** Source records follows **
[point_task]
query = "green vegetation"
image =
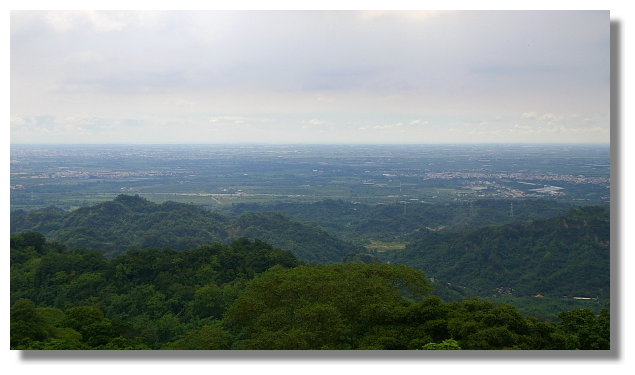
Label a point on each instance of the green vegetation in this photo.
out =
(249, 295)
(567, 255)
(132, 222)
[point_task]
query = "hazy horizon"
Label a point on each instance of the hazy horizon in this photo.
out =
(310, 77)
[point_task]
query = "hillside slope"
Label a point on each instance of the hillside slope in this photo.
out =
(564, 255)
(132, 222)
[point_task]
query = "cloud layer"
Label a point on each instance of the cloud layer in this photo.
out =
(310, 76)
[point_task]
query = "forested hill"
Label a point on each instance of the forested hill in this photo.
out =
(564, 255)
(248, 295)
(132, 222)
(358, 221)
(308, 243)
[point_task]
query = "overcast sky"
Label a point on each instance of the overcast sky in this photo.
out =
(310, 77)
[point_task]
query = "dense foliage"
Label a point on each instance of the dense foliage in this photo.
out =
(567, 255)
(360, 222)
(249, 295)
(132, 222)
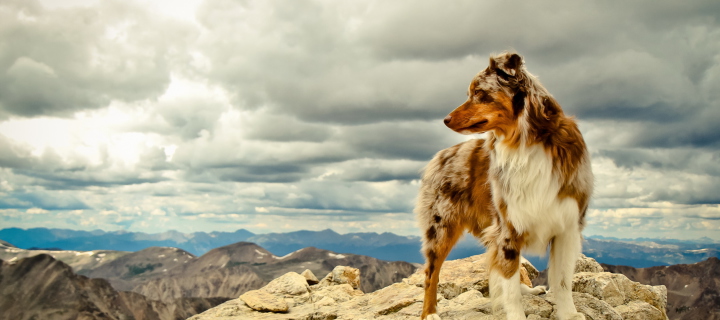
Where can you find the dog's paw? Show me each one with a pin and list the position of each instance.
(434, 316)
(534, 290)
(573, 316)
(539, 290)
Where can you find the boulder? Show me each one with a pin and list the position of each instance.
(260, 300)
(290, 283)
(310, 277)
(462, 294)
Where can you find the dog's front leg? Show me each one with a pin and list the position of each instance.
(564, 251)
(505, 289)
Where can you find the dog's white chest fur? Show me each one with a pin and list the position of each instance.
(524, 178)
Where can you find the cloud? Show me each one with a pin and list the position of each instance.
(67, 59)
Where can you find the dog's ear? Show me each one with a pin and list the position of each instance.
(507, 64)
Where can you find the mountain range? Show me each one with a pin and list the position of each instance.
(41, 287)
(158, 283)
(638, 253)
(693, 290)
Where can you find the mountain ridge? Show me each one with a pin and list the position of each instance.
(641, 252)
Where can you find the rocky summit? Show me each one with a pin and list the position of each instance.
(463, 294)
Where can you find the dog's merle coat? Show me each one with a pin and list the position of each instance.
(523, 189)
** End of Source records **
What the exercise asks. Each line of the data should be quoted exactly, with pictures left out.

Task solution.
[point_task]
query = "green vegetation"
image =
Label a point on each instance of the green vegetation in this photo.
out =
(249, 295)
(567, 255)
(132, 222)
[point_task]
query = "hazy horizon"
Label a point on each instance of the hazy horizon in this photo.
out =
(310, 77)
[point_task]
query = "hillside slope"
Label a point on each instance of the hillside slope in this photo.
out =
(564, 255)
(132, 222)
[point_task]
query = "cloud layer"
Label a point on each instance of the cloud layer in this photo.
out =
(310, 76)
[point_task]
query = "forested hill"
Label a point on each instance of the forested hill in this photo.
out =
(564, 255)
(248, 295)
(132, 222)
(358, 221)
(308, 243)
[point_task]
query = "overcast sky"
Label a point on each instance of the overcast sky in this photo.
out =
(310, 77)
[point_task]
query = "dense foliage"
Label a point on each instance of the dense foliage in this photo.
out =
(567, 255)
(360, 222)
(249, 295)
(132, 222)
Where can you find the dog's paw? Show me each one with a pin and list the position of each instance.
(434, 316)
(534, 290)
(573, 316)
(539, 290)
Where can you find the boulder? Show me each one with a pin and list the position of each instance.
(260, 300)
(290, 283)
(310, 277)
(462, 294)
Where can you find the dog's front leg? Show me each one with a pin and list the position of each instance.
(564, 251)
(505, 289)
Where can you find the dog's white chest fur? Show me each one with a pin and list the position of each instance.
(524, 178)
Where can you find the cloud? Show me each one with a pin and list the position of each instance.
(67, 59)
Where can you find the dog's ear? Show me each one with a pin and list the position of each instance.
(507, 64)
Where can you find the mountain range? Show me each one with a pin and list the position of each instance.
(41, 287)
(158, 283)
(638, 253)
(693, 290)
Where can you find the mountain ridge? Show me each one with a pin and list the position of each instance.
(641, 252)
Where can you find the rocky summit? Show me each one with a pin and list the position of each instance.
(463, 294)
Where can you find the dog's merle coat? Show me each one with a pin and list the position of each instance.
(523, 189)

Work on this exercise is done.